_CHALLENGE_
Any pictures in the records below should be skipped; write out everything else exactly.

(Dataset records)
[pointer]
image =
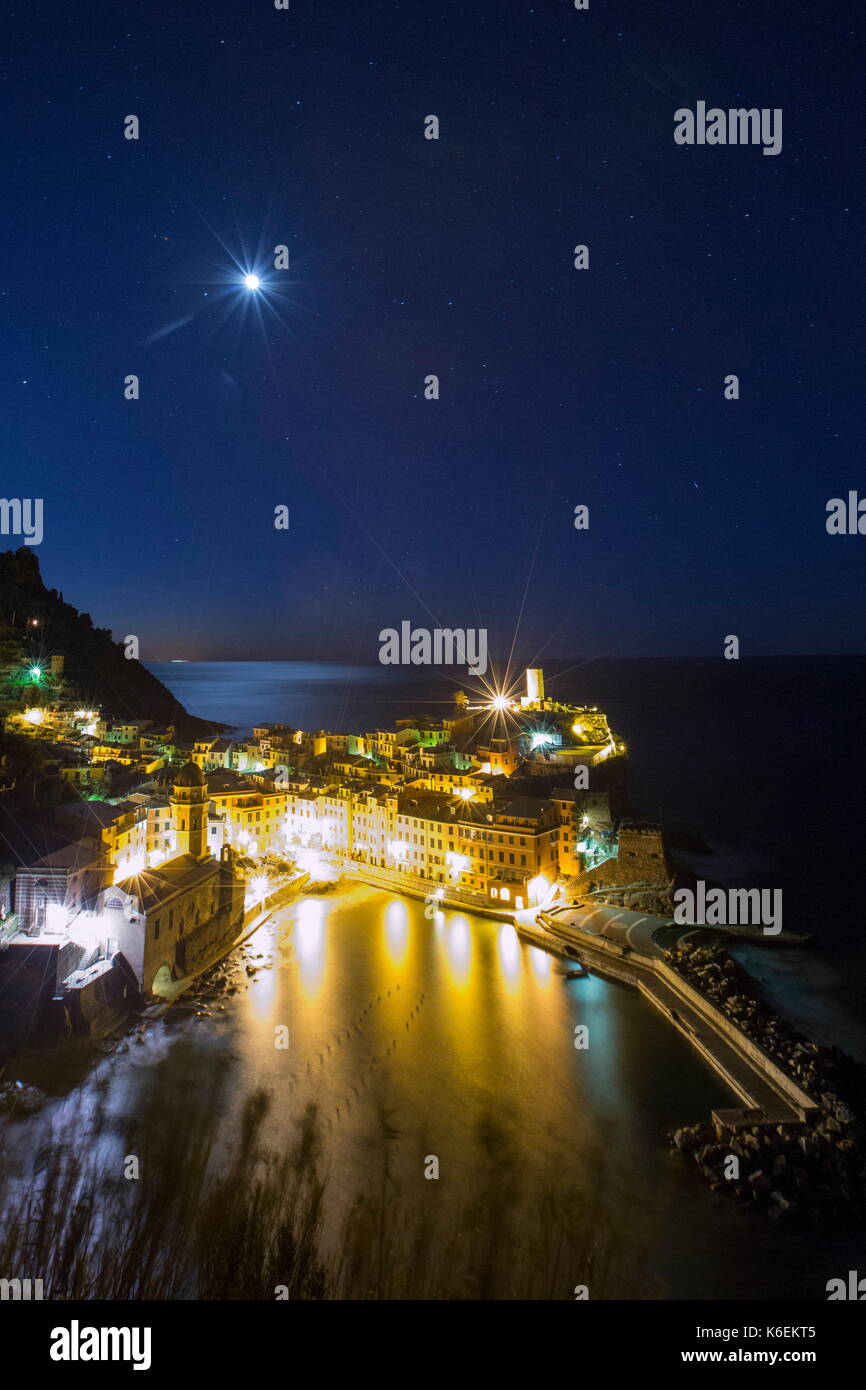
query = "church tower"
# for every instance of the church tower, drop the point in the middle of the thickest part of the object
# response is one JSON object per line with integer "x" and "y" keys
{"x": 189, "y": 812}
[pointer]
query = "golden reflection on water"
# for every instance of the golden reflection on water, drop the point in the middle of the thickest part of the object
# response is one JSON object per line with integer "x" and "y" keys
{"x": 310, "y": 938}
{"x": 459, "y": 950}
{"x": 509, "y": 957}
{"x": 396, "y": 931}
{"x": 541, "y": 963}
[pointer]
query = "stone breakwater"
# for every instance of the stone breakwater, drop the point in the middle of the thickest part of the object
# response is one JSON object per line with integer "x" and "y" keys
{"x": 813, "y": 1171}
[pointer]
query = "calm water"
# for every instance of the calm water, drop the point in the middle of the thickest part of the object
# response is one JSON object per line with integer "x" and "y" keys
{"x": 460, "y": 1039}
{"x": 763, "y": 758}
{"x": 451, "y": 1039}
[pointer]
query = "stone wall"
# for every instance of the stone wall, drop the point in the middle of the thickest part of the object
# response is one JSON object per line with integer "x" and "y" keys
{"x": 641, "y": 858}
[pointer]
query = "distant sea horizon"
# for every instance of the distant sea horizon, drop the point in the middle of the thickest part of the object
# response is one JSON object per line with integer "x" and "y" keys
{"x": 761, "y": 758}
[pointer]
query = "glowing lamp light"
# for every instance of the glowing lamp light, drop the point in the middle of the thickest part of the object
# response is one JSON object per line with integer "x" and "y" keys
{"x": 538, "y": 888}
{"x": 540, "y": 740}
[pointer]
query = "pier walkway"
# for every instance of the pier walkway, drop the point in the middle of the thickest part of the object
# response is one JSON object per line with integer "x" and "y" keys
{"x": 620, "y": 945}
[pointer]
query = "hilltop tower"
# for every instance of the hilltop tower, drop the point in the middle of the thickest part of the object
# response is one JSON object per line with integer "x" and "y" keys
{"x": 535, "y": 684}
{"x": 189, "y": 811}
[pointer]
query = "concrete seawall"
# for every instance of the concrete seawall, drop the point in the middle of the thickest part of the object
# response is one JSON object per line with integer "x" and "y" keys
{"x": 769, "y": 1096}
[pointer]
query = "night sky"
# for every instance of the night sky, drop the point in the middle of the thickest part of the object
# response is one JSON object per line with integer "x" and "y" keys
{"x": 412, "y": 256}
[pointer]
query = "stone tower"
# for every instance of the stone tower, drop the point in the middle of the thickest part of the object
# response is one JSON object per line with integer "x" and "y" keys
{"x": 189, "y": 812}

_WRITTEN ANSWER_
[pointer]
image =
query = "church tower"
# for every instance of the church tower, drop the point in the middle of the thickest part of the object
# response is one JSON object per line with integer "x" and "y" keys
{"x": 189, "y": 812}
[pointer]
query = "golden reflection on water"
# for every instance of the golden reflection on water, drop the point in the middle of the thickest part of the object
# response is one JSON object per line with integer "x" and "y" keys
{"x": 310, "y": 938}
{"x": 459, "y": 950}
{"x": 509, "y": 957}
{"x": 396, "y": 931}
{"x": 541, "y": 963}
[pointer]
query = "stone breakwater"
# for every instance of the stone breakwater, drop the point in the middle of the thickest part of the object
# response is one JSON object per line with integer "x" and "y" keys
{"x": 813, "y": 1171}
[pointer]
query = "calm water"
# for every instance of the calm water, drop the point in the middle of the thickest part of the object
# response is one JSON object per line with integer "x" and "y" keys
{"x": 460, "y": 1039}
{"x": 763, "y": 758}
{"x": 451, "y": 1039}
[pointer]
query = "stone wall"
# for every instance of the stone wall, drop the point in the middle of the thickest part of the object
# response is one JSON object per line with integer "x" and "y" keys
{"x": 641, "y": 858}
[pointer]
query = "distant sea horizon"
# for every instance of the distant sea horizon, drop the point in the middle of the thickest part of the object
# response is one JSON object per line with integer "x" and "y" keys
{"x": 761, "y": 758}
[pointer]
query = "glowing lamp light"
# for every instance of the glowing lamp light, drop the point in the middle of the thickest part of the object
# response is one JSON object per line with integer "x" and "y" keys
{"x": 538, "y": 888}
{"x": 540, "y": 740}
[pointer]
query = "pier walkway"
# for every instance of the pier walkway, drop the point in the middle of the thickest part of the object
# response is one JSON object per line with integer "x" and "y" keys
{"x": 620, "y": 945}
[pointer]
query = "hilltop tower"
# for every instance of the hilltop tower, drop the point in the middle of the thickest part of the object
# response is one JSON object per line with integer "x" and "y" keys
{"x": 535, "y": 684}
{"x": 189, "y": 811}
[pointer]
query = "concrete seawall"
# for every instance of the concrete seawall, drop the point in the middle of the thickest part of the object
# response is one JSON object per line with integer "x" and "y" keys
{"x": 769, "y": 1096}
[pointer]
query = "night sky"
# for every instance of the night sky, drop the point in the middle of the thickest part of the object
# response is one JSON object per line with integer "x" and "y" keys
{"x": 412, "y": 256}
[pointer]
query = "stone tower"
# for every instance of the stone tower, drop the point in the middle of the thickest part of the object
# response is one JSON object per line with integer "x" and "y" keys
{"x": 189, "y": 812}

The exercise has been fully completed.